* [Excerpted passage]
# Single slip, Double Slip, Switch vs Cross Over Confusion



## dfischer (Nov 14, 2012)

Need some help please. 

I have a couple of places on a new layout I am just beginning to build where I have double parallel track where I need to cross from one to the other from both directions on both tracks. Sometimes the double track is not parallel, so that brings in more problems. So, these situations call for a crossover I think, and that is where I get totally confused.

I have spent hours searching the internet and these forums and everything I read just confuses me more! In simple terms, what is a single slip switch and when is it used? What is a double slip switch and when is it used? What is a double crossover and when is it used? What is the difference between switches and crossovers?

I understand about space saving, so that is not my concern. I am concerned about knowing where my trains will go when hitting one of these things! If you have links to excellent information, then that is fine...don't need to re-invent the wheel here. Just point me if that works.

Thanks in advance. AND, Happy New Year!


----------



## rzw0wr (Aug 28, 2013)

-
4. Slip and Double Slip

Sometimes called "puzzle switches" slip and double slip switches look more like a diamond or crossing than a switch.

Both switches are shaped like an "X." On slip switches, trains can either cross the X or take one diverging route (upper left to lower left or upper right to lower right.) On a double slip switch, a crossing route or both diverging routes are options.

On the prototype, these elaborate switches are only used where speeds are low and space is very tight. The most common use is in the entrance to large passenger terminals.

Because of their complexity, premade models of this type of switch are also rather expensive. They do have their place on a layout however if you are trying to duplicate prototype track arrangements, or if you too are very short on space and want to throw something interesting into an industrial switching area or yard.

In the short version, they look like an X.
A double slip you can go from the bottom right, though the switch either to the upper right or to the upper left. The same for the other 3 directions.

Switches have moving rails called points. Just like a turnout. A turnout is sometimes called a switch.

A crossover does not have any moving parts. It also looks like an X. They come in different angles to suit your layout.

* [Provided material]
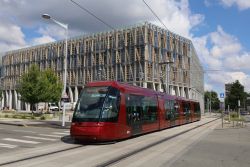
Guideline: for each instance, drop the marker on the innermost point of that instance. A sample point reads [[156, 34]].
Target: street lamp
[[65, 26]]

* [What is expected] From the track-switch thread above, output the passage word for word, beginning with "A double slip you" and ending after "suit your layout.".

* [Output for this task]
A double slip you can go from the bottom right, though the switch either to the upper right or to the upper left. The same for the other 3 directions.

Switches have moving rails called points. Just like a turnout. A turnout is sometimes called a switch.

A crossover does not have any moving parts. It also looks like an X. They come in different angles to suit your layout.